**EXERCISE**
Render every entry exactly as it appears.

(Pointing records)

----------

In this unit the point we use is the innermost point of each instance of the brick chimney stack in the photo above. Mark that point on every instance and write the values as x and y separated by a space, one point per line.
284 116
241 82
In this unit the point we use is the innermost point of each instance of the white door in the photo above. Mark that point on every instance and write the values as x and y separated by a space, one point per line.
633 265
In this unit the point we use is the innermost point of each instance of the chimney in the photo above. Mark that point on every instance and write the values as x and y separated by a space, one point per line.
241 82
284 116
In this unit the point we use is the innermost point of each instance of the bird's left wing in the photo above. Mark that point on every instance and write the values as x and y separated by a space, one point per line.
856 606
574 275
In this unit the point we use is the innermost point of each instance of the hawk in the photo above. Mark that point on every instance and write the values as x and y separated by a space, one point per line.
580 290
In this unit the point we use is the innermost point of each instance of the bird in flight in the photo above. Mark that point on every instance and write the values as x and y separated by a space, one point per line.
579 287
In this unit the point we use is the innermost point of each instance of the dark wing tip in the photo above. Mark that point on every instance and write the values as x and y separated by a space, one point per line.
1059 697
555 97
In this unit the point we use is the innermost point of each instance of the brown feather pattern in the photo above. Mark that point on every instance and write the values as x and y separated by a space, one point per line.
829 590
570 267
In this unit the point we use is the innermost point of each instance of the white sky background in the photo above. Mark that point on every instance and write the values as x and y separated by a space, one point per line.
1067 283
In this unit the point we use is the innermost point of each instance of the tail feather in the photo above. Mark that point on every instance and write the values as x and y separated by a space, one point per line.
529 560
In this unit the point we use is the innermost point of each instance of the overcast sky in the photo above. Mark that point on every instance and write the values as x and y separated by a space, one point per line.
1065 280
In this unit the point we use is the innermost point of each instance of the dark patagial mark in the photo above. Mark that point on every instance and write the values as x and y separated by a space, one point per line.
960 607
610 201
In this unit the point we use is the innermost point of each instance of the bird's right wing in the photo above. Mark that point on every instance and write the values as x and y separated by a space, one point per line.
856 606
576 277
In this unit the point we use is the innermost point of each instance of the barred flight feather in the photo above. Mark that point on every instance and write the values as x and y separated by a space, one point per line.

----------

**OUTPUT FOR THIS EXERCISE**
In this unit the point we use is the innermost point of each instance of the brick chimney stack in the photo above. Mark that point on every instance and write the values as x and y separated by a space, one point per line.
284 116
241 82
In this unit the point we use is the innermost point of each instance of the white door in the photo above. Mark that point on every instance and write the values as x and y separated by a space, one point per line.
633 265
In this unit the point we use is the innermost point of each instance of the chimney in the photo above. Mark that point on every instance and write the values as x and y separated by a space, one point per line.
241 82
284 116
In this unit the point we use is the innermost point of each instance of the bird's left wing in the photo above. Mark that point on every instance and write the values as x and y separated by a space, one point per line.
856 606
574 275
In this unit the point we use is the innermost point of each instance of the hawk in the photo above. Mark that point on every instance and write the values as x and y separated by a space, one point per line.
580 290
In this unit the point we use is the innermost point of each instance of the bird in flight in the photo above. Mark that point on every instance and write the values as x and y separated by a space, one point per line.
579 287
In this unit the point we use is the innermost point of each instance of the dark wing tip in the photo above. Mark that point on every instance and write the values as x and y separated by a space, one point per line.
1059 697
555 97
In this unit the point we use is the innermost point of each instance of the brown feather pattern in the photo above. Mark that point on every instance and write the values as x and y separated by a space, one point per line.
829 590
570 267
In this unit the point we use is the innermost point of each instance of the white sky background in the photo above. Mark that point on every instance and write the values as x and y separated by a space, one point per line.
1067 283
In this unit the point we use is the innermost point of each instance of the tail feather in the photo above. Mark that point on every instance and write the values as x and y separated by a space, one point per line.
529 560
In this unit the point we use is the innermost point of each instance of the overcast sky in the photo above. Mark that point on every instance and write the values as x and y separated by a space, one point per line.
1065 280
In this unit the point we use is the innermost point of each instance of the dark patagial mark in the photo above. Mark that point on every instance and write the values as x and y separated by a space, one point per line.
960 607
610 201
In this unit the point we use is the innermost point of each instance of the bird's right wing in the photo above. Mark that point on every instance and write the values as x and y separated by a space, one point per line.
856 606
576 277
In this unit the point we use is the innermost point of each instance of the barred flight feather in the photo above. Mark that point on every instance and write the values as x and y separated by a space, one point per line.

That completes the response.